* **Work to complete**: Retype the section of the bromeliad plant text that starts at "I wouldn’t recommend" and ends at "until you return.", keeping every word as it appears.

* **Text shown**:
######

Bromeliad Plant- Guzmania

If you’re tired of buying expensive cut flower arrangements for your dining room table or the reception desk in your office, think about using an easy care Bromeliad plant. There are over 2500 species of bromeliads that are native to North, Central and South America. My favorites varieties of bromeliads are: neoregelia, aechmea, and guzmania. A Bromeliad guzmania plant has long, thin, green. leathery leaves. Brightly colored flowers, really bracts, that can be red, yellow, orange, or even deep purple grow from the center of the plant. You can use a single bromeliad plant or combine three different bromeliads to create your own special arrangement. A bromeliad plant only blooms once indoors, then it’s necessary to propagate a new plant using offsets from the original plant.

Bromeliad guzmania marjan has a large flower with hard yellow petals and long, narrow, plump, grin leaves. Bright red bromeliad guamanians "Rana"       

B. Marjan                       B. Rana                         B. Claret                              B. Sunshine                  B. Queen’s Tears

 

FAQ

Why Do the Blooms on My Bromeliad Plant Start to Fade in a Couple of Weeks? How Can I Get the Flowers to Last Longer?

The blooms (bracts) on bromeliad plant last longer when the plant is kept in a cool, low light area. The warmer and brighter the room, the more quickly the color in the bromeliad plant flowers fades.

I’m Going on Vacation for Three Weeks. Can I Leave My Bromeliad Plant Sitting in Water So They Will Be Okay While I’m Gone?

I wouldn’t recommend leaving a bromeliad plant sitting in water. Keeping the roots constantly wet is a perfect way to kill a bromeliad plant. Water well before you leave and place the plant in a cool, low-light area. The bromeliad plant may dry out a bit, but will survive until you return.

I Just Bought a Bromeliad Plant for My Office and Was Told to Water It by Putting Bottled Water in Its Center Cup? Is This the Right Way to Water a Bromeliad Plant

I think that putting water in the center cup of a bromeliad plant encourages bacterial and fungus infections. Water a bromeliad plant sparingly around the roots. Avoid using water that has passed through a softener or is high in fluoride, chlorine, or salt for a bromeliad plant.

######

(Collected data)
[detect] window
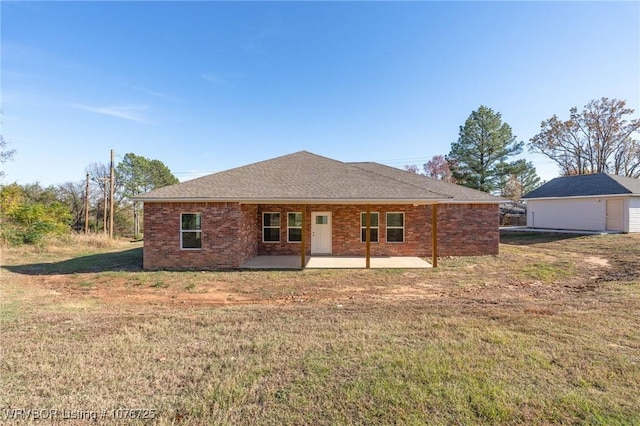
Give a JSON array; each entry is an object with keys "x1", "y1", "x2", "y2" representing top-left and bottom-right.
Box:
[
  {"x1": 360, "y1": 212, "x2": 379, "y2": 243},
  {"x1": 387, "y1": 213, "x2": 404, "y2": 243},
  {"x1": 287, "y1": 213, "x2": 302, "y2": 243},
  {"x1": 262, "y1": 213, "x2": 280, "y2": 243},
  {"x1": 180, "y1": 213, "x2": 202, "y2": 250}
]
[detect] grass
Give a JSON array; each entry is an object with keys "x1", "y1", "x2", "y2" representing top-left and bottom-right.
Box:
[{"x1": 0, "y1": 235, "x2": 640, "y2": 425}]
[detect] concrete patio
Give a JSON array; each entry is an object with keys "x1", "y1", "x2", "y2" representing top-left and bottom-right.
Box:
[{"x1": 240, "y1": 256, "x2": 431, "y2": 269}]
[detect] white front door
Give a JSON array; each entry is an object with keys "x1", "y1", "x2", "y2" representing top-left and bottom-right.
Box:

######

* **Your solution**:
I wouldn’t recommend leaving a bromeliad plant sitting in water. Keeping the roots constantly wet is a perfect way to kill a bromeliad plant. Water well before you leave and place the plant in a cool, low-light area. The bromeliad plant may dry out a bit, but will survive until you return.